* _Try it_
The records below must be written out exactly, with every picture left behind.
· · ·
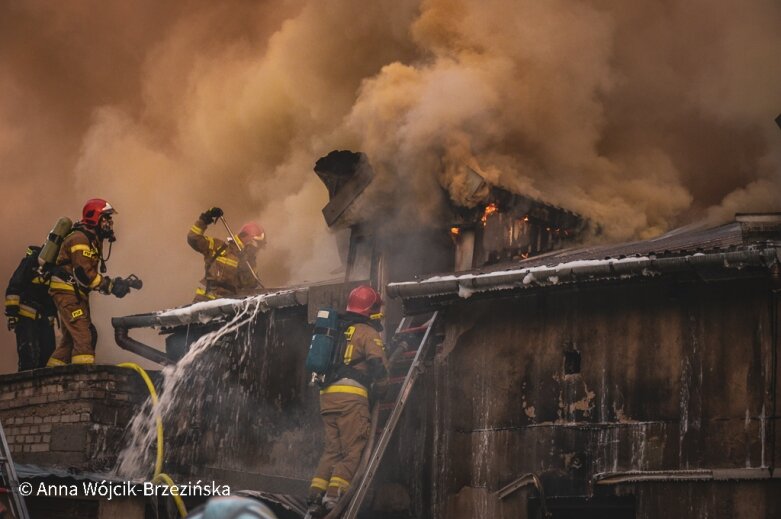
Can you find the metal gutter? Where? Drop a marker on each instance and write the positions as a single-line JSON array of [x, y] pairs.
[[196, 313], [580, 271], [670, 476]]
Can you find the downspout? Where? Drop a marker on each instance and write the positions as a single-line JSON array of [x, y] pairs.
[[775, 297]]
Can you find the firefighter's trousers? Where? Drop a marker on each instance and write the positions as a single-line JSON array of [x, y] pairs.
[[34, 342], [347, 424], [79, 336]]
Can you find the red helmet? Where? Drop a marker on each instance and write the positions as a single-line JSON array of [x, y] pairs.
[[364, 300], [94, 209], [252, 231]]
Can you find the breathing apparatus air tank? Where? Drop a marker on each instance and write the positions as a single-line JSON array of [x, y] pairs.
[[51, 248]]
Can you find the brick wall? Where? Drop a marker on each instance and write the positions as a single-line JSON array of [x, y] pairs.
[[69, 416]]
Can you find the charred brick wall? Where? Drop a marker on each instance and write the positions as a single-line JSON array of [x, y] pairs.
[[69, 416]]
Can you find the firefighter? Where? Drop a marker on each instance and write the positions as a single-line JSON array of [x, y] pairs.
[[76, 273], [30, 312], [228, 265], [344, 403]]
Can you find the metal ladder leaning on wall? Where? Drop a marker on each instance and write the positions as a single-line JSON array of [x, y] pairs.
[[11, 480], [418, 341]]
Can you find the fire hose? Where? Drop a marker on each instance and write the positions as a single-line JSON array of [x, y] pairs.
[[159, 476]]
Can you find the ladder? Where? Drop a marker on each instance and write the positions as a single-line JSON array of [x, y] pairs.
[[11, 480], [412, 343]]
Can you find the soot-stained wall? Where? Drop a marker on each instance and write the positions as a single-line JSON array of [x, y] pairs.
[[671, 376]]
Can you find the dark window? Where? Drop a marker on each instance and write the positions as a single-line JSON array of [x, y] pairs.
[[622, 507], [571, 362]]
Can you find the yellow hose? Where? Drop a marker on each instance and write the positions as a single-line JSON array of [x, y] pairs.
[[159, 475], [174, 492]]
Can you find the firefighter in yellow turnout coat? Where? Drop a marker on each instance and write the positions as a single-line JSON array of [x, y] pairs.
[[227, 264], [75, 276], [344, 403]]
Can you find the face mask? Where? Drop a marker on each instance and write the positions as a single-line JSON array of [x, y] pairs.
[[106, 229]]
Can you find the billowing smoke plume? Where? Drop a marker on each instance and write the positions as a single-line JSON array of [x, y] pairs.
[[640, 115]]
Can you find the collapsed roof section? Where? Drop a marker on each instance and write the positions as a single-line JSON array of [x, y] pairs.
[[487, 225], [745, 246]]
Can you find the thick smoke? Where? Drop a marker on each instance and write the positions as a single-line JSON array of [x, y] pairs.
[[640, 115]]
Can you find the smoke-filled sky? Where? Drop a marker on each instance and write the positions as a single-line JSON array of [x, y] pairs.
[[640, 115]]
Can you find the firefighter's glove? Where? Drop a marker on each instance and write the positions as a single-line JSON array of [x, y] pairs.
[[120, 287], [11, 310], [211, 215], [12, 322]]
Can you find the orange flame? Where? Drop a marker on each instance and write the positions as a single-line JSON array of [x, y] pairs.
[[489, 210]]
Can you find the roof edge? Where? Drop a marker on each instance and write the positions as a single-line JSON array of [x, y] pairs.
[[581, 271]]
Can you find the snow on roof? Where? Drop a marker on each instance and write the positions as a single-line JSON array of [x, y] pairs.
[[465, 285]]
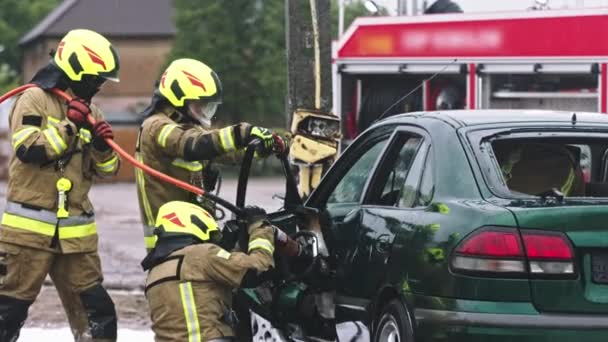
· · ·
* _Response_
Can you find the metal gutter? Where? Drop a marker on each instance and write the positions as a single-line JSON array of [x, y] pairs.
[[196, 313], [580, 271], [670, 476]]
Can you find the downspout? Where? Drop a marker on each instance and write the positions as a single-line JSON array of [x, y] pairs.
[[775, 297]]
Can you find the firefighter's trousers? Where? Drop a marker on each instance and write the positions as a single-line JSON array of [x, y] pairs.
[[34, 342], [347, 424], [79, 336]]
Can you find the red helmet? Where? Drop a marker on each instance and write the positions as a single-line JSON array of [x, y] pairs.
[[364, 300], [94, 209], [252, 231]]
Can you find the breathing apparatus air tank? Where? Drop a marker on each instance and write the positions as a single-line JSON array of [x, y] pairs.
[[51, 248]]
Can you find the brick wall? Where? Drop a marker on each instance and write the positions as a single-line JSON array of [x, y] pairs.
[[69, 416]]
Can you find the charred brick wall? Where? Drop a marker on each instance and write the positions as a single-line JSON array of [x, y] pairs.
[[69, 416]]
Can you find the firefighter? Where? Drop a marker on each instance and write the positions as a single-line JSON array of [x, y] pairs.
[[76, 273], [30, 312], [228, 265], [344, 403]]
Can you find the metal ladder leaning on wall? Where? Drop a marker on each instance and write the positions as a single-line JSON array of [x, y] pairs.
[[11, 480], [418, 341]]
Can you find the fire hose? Where? Drop a marker on each instance and write the positions as a single-line JSON array of [x, y] pairs.
[[159, 476]]
Can you find the ladder? Where? Drop a marker on each instance and write the positions as a single-line JSON array of [x, y] pairs.
[[11, 480], [412, 343]]
Can you find the soot-stained wall? Where? Drop a marker on each instance and write the positions as a single-line JSON array of [x, y] pairs.
[[671, 376]]
Can you find the dark window? Where? Drop a marker on each instance and write the positions as a single-line JSON array of [x, y] pairs.
[[622, 507], [571, 362]]
Can you find the yellow hose? Where? Drop a marker on each instance and write the positions as a single-line JSON array of [x, y] pairs.
[[159, 475], [174, 492]]
Can you find the firefighter in yellow turnout coat? Where? Drop a marker on each instance and write the positions as a single-line JSON array of [x, y] pairs.
[[227, 264], [75, 276], [344, 403]]
Can you find the face mask? Where? Drop a marker on each instance and write the positions as a single-line JSON array of [x, y] pairs.
[[106, 229]]
Can you find the billowing smoke plume? Where? Drop a marker on each instance and write the positions as a single-line JSON array of [x, y] pairs.
[[640, 115]]
Can you find the collapsed roof section? Where? Drop a marker on each instance and write the positions as a single-line JSON array of [x, y] pairs.
[[487, 225], [745, 246]]
Can you find the thick smoke? Where? Drop a marker on each instance and write the positions as a single-line JSON array of [x, y] pairs.
[[640, 115]]
Can you find the smoke-filled sky? Where? Drop a marker on each instance and write the positions as a single-line JSON array of [x, y] pairs.
[[640, 115]]
Can you find the firefighter's glove? Where? Drop a marker on each instance and write the positions as a single-line JSON array of [x, y] pairs.
[[120, 287], [11, 310], [211, 215], [12, 322]]
Can you find the orange flame? Where? Drop a marker on each instance and write the positions as a single-line JSON array of [x, y] pairs.
[[489, 210]]
Can you find the roof edge? Where? Drop a marker on each instance and write the positions as a single-line JSON array of [x, y] pairs.
[[581, 271]]
Can you find the snow on roof? Where? Drop a marker on each instance and write the positions as a single-line JSON array of [x, y] pairs.
[[465, 285]]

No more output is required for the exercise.